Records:
- - - -

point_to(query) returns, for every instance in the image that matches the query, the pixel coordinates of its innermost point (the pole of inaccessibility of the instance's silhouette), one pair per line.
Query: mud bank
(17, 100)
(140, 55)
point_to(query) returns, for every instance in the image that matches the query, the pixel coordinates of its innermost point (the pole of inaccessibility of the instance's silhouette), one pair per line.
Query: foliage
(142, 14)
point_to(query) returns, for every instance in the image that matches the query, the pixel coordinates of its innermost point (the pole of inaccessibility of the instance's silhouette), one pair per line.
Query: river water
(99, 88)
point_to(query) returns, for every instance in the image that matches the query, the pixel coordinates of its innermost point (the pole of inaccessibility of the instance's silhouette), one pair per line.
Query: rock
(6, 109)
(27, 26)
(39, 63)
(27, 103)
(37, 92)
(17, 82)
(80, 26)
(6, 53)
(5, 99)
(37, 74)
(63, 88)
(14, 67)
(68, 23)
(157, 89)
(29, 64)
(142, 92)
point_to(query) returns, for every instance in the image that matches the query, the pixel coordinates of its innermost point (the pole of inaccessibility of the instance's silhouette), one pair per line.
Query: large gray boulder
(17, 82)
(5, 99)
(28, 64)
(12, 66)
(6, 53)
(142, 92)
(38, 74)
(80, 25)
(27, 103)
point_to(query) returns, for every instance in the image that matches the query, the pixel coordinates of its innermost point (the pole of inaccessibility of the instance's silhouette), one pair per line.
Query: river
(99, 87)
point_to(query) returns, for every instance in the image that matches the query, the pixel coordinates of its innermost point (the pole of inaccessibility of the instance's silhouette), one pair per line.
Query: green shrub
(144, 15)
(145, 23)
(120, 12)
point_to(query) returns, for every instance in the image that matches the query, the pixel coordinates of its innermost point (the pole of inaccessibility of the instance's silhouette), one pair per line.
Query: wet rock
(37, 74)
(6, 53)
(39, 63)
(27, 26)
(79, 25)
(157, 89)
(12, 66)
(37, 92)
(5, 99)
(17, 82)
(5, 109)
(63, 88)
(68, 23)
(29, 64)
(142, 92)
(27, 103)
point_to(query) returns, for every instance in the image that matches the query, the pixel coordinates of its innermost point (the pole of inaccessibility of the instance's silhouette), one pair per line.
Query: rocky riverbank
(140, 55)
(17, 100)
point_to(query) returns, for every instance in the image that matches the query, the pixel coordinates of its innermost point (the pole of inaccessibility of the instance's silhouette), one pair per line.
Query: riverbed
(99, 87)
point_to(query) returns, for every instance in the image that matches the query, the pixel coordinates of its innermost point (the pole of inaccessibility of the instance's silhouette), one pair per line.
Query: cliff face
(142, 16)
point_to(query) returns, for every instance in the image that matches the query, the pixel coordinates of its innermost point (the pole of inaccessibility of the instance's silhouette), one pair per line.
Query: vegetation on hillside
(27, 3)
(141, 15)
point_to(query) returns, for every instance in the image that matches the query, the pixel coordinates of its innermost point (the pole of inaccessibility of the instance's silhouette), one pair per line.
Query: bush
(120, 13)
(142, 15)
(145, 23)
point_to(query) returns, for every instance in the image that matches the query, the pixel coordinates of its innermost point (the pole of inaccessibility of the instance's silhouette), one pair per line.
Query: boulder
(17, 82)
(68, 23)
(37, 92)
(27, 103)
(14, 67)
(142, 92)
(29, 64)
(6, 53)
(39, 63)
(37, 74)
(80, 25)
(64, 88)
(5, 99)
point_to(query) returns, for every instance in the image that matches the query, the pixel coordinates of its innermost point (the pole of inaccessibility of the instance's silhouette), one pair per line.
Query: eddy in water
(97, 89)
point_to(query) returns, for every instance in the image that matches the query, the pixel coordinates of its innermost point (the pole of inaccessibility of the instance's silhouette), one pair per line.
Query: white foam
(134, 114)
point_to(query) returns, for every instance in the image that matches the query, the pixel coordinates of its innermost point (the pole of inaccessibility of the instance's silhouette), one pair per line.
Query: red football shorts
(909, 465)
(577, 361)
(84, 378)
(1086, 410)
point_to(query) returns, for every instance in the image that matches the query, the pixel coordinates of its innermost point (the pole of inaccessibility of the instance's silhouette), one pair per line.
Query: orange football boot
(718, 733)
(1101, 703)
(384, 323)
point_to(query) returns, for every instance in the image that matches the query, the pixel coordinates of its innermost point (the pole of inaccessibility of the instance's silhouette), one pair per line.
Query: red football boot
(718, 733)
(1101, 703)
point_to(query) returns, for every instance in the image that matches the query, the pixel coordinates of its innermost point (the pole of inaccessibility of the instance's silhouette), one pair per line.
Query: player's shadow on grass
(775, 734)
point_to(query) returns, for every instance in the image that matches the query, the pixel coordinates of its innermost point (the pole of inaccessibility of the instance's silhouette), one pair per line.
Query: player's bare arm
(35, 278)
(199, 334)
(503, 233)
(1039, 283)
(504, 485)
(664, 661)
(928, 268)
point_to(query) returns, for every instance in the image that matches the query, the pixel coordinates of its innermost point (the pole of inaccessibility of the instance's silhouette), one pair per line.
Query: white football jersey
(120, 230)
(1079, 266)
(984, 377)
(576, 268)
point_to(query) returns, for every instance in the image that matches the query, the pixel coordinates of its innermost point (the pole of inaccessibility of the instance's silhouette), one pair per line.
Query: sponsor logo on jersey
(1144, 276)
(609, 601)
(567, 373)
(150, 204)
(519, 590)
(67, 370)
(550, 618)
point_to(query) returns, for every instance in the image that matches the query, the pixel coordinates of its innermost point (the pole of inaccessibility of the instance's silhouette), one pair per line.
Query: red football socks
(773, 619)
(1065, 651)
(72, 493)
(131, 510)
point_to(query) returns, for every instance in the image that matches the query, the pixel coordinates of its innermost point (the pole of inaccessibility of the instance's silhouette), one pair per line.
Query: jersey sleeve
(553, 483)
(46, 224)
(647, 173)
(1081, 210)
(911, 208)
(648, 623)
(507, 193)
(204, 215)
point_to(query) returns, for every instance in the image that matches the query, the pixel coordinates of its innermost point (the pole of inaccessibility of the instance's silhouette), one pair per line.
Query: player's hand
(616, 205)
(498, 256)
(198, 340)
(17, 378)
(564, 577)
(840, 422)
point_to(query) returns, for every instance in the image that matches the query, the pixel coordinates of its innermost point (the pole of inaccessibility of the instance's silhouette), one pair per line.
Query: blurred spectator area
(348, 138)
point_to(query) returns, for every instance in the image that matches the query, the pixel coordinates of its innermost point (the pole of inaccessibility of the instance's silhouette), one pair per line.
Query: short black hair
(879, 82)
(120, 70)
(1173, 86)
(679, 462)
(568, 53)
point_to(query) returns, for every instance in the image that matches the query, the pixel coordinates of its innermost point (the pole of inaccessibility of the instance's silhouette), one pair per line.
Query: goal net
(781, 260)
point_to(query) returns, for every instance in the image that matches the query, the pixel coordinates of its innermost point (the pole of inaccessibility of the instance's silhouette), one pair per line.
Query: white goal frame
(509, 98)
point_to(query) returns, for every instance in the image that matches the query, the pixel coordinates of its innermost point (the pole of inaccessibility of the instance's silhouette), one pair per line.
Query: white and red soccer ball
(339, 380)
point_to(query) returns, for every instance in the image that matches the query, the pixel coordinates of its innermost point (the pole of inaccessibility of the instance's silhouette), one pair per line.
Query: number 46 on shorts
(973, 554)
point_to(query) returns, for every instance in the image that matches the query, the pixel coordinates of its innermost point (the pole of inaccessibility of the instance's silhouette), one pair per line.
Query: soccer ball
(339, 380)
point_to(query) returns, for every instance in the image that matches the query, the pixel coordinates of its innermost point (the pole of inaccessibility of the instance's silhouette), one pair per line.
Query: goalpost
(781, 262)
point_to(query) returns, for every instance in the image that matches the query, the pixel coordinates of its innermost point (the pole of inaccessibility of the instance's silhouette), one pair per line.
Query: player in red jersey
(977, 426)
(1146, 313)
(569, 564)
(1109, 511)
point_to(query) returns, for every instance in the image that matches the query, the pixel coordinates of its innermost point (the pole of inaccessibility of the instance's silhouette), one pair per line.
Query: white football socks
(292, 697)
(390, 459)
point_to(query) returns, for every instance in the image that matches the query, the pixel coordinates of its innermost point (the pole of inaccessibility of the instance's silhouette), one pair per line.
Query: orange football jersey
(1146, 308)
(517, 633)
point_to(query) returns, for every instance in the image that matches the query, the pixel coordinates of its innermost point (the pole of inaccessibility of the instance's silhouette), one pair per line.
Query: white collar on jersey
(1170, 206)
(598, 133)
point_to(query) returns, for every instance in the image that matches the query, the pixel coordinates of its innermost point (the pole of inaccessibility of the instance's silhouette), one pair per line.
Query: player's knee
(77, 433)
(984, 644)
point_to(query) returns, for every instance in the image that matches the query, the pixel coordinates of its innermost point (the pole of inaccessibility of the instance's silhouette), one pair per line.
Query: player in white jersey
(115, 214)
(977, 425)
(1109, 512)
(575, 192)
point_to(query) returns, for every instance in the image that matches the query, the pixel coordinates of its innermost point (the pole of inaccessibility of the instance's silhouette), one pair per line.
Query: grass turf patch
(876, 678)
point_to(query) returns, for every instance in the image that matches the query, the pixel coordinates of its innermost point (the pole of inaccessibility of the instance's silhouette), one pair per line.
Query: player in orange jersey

- - - -

__SHORT PROBLEM__
Please gather every line of the rows above that contains the word "boulder", with case counting.

__SOLUTION TO THIS EXERCISE__
Query: large gray boulder
Query: boulder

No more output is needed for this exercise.